_EXERCISE DETAILS_. From the passage on the 2015 Incarnate Word Cardinals football team, extract the portion starting with "- Base defense: 3–4" and going on through "in fourth place.".

_GIVEN PASSAGE_.
- Conference: Southland Conference
- Record: 6–5 (5–4 Southland)
- Head coach: Larry Kennan (4th season);
- Offensive coordinator: Tony Marciano (6th season)
- Offensive scheme: Multiple
- Defensive coordinator: Brian Gamble (4th season)
- Base defense: 3–4
- Home stadium: Gayle and Tom Benson Stadium

= 2015 Incarnate Word Cardinals football team =

American college football season

The 2015 Incarnate Word Cardinals football team represented the University of the Incarnate Word in the 2015 NCAA Division I FCS football season. The Cardinals were in their third transition season of collegiate football at the FCS level. They were led by fourth-year head coach Larry Kennan. This was the Cardinals second season with a full Southland Conference schedule since becoming members of the conference. They played their home games at Gayle and Tom Benson Stadium. They finished the season 6–5, 5–4 in Southland play to finish in fourth place.

Excerpts of location labeling data
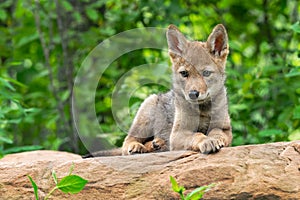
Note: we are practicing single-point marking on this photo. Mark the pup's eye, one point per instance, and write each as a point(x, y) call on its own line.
point(184, 73)
point(206, 73)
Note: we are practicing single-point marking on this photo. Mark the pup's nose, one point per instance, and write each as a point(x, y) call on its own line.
point(193, 94)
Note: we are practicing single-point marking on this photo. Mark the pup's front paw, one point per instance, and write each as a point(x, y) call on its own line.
point(210, 145)
point(156, 144)
point(134, 147)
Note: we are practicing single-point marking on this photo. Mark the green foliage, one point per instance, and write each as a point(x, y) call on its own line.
point(43, 44)
point(69, 184)
point(194, 195)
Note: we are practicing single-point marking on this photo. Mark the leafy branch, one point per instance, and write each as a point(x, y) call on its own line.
point(69, 184)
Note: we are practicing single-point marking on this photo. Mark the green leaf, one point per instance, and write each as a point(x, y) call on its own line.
point(54, 177)
point(296, 114)
point(71, 184)
point(67, 6)
point(174, 183)
point(6, 84)
point(3, 15)
point(269, 132)
point(293, 72)
point(296, 27)
point(35, 188)
point(71, 169)
point(92, 14)
point(198, 192)
point(5, 140)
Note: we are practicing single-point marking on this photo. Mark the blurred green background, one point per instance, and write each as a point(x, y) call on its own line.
point(43, 43)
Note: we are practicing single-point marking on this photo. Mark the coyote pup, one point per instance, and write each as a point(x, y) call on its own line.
point(194, 114)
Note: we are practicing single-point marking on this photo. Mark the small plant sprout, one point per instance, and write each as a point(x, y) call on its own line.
point(194, 195)
point(68, 184)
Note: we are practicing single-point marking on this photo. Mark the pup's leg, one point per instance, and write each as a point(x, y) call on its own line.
point(157, 144)
point(142, 127)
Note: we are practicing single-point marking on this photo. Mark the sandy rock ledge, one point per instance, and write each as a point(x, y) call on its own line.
point(268, 171)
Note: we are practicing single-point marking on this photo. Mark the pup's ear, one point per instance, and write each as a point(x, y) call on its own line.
point(217, 42)
point(176, 41)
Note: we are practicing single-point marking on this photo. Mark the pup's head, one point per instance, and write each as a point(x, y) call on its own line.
point(198, 67)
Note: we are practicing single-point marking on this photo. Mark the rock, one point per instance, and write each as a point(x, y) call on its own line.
point(267, 171)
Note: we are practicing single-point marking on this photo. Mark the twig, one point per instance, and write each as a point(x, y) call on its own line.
point(69, 70)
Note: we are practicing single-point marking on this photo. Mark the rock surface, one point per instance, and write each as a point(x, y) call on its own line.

_SOLUTION_.
- Base defense: 3–4
- Home stadium: Gayle and Tom Benson Stadium

= 2015 Incarnate Word Cardinals football team =

American college football season

The 2015 Incarnate Word Cardinals football team represented the University of the Incarnate Word in the 2015 NCAA Division I FCS football season. The Cardinals were in their third transition season of collegiate football at the FCS level. They were led by fourth-year head coach Larry Kennan. This was the Cardinals second season with a full Southland Conference schedule since becoming members of the conference. They played their home games at Gayle and Tom Benson Stadium. They finished the season 6–5, 5–4 in Southland play to finish in fourth place.